----- Listed records
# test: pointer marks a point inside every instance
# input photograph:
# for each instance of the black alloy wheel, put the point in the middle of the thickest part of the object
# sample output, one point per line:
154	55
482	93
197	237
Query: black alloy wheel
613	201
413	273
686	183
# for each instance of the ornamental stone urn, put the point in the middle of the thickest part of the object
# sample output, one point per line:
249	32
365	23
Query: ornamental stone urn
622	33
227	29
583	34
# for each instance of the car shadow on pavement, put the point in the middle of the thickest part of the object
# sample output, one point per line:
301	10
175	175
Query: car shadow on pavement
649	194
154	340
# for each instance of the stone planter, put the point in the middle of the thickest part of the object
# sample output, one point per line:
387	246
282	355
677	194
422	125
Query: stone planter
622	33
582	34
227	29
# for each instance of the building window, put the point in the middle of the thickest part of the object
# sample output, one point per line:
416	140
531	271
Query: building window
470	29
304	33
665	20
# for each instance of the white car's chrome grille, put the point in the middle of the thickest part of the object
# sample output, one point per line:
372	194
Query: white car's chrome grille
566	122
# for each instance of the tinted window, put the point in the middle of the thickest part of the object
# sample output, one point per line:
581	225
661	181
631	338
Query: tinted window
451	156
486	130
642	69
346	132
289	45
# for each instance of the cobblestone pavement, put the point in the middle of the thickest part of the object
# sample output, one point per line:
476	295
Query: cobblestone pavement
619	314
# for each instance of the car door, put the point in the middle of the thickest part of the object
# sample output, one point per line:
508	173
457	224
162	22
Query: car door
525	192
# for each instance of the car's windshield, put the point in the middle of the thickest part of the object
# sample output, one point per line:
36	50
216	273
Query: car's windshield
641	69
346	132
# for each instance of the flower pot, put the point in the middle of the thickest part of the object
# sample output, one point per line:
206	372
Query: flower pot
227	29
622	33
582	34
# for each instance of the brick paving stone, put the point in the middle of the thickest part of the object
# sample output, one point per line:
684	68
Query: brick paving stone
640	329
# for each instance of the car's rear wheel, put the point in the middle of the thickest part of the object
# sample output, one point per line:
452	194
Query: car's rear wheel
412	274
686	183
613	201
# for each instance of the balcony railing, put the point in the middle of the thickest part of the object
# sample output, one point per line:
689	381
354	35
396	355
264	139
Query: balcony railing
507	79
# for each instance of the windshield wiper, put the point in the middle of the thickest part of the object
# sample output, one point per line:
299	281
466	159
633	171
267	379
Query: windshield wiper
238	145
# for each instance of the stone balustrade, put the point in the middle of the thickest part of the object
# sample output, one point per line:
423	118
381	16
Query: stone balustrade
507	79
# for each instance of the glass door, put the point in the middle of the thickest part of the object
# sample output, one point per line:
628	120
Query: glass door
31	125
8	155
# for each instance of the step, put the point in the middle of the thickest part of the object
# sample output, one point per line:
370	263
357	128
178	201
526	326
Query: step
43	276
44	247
----------
About this task
The entries above, copied exactly, form the whole answer.

Written answer
# test: pointer marks a point inside every instance
# input photograph:
# for each instance of the black alloy wheel, put the point in the middle of the thickest part of the object
# sample output, one point per line:
154	55
482	93
197	237
Query: black alloy wheel
613	201
413	273
686	183
# for each instance of the ornamental stone urn, put the point in the middle of the thickest part of the object
# sample output, one point per line:
249	32
365	23
Query: ornamental stone urn
622	33
227	29
583	34
# for each instance of the car shadow on pavement, put the point in the middle of the thickest part of the object
# sample output, one point per line:
301	10
175	175
Query: car shadow on pavement
649	194
154	340
# for each instance of the stone planter, put the point in the middle of the thickest part of the object
# sample output, one point per line:
387	246
282	355
677	194
422	125
Query: stone planter
622	33
582	34
227	29
# for each instance of the building window, put the point in the middle of the thickest part of the object
# sample output, one point per line:
416	140
531	271
Query: building window
470	29
304	33
665	20
# for each instance of the white car's chrome grille, put the point in the middle of the thickest part of the object
# sample output, one point per line:
372	194
Query: white car's chrome grille
566	122
# for each instance of the tinted window, put the point in the middle of the thickest part of the object
# sample output, one point per line:
581	225
661	181
631	338
Query: tinted window
451	156
486	130
642	69
346	132
289	45
# for each instance of the cobblestone pavement, put the point in the middle of the thickest part of the object
# sample output, one point per line:
476	295
Query: cobblestone pavement
619	314
# for each instance of the car door, put the point in the middle of the thickest part of the object
# sample output, one point per line:
508	173
457	224
162	22
Query: car door
525	192
# for each instance of the car's windshield, put the point in the middle of the thickest part of the object
# sample output, one point per line:
36	50
216	273
Query: car's windshield
641	69
346	132
# for each instance of the flower pot, put the point in the middle of the thickest part of the object
# sample output, one point per line:
206	372
Query: flower pot
227	29
622	33
582	34
# for each instance of the brick paving stone, put the point in the middle of the thickest part of the object
# sample output, one point per line:
684	68
Query: brick paving stone
640	329
# for each instance of the car's rear wheel, put the point in the middle of the thickest part of the object
# sample output, one point per line:
452	194
Query: car's rear wheel
412	274
686	183
613	201
# for each instance of the balcony railing, put the point in the middle of the thickest part of the object
# sample output, one point per line:
689	381
354	35
396	355
264	139
Query: balcony railing
507	79
# for each instance of the windshield wiper, put the point in the middle of the thickest part of the object
# sample output, one point per line:
299	281
466	159
633	171
267	379
Query: windshield wiper
238	145
# for each instance of the stone balustrade, put the point in the middle of the thickest part of the object
# sample output, one point per line:
423	118
381	16
Query: stone balustrade
507	79
# for each instance of the glass door, put the point in the middle of the thickest part of the object
# sample output, one point per line:
628	120
Query: glass door
31	125
8	155
# for each instance of the step, put the point in the middle of the thickest part of the object
# sample output, one point per line:
370	263
357	128
178	201
526	326
Query: step
43	276
44	247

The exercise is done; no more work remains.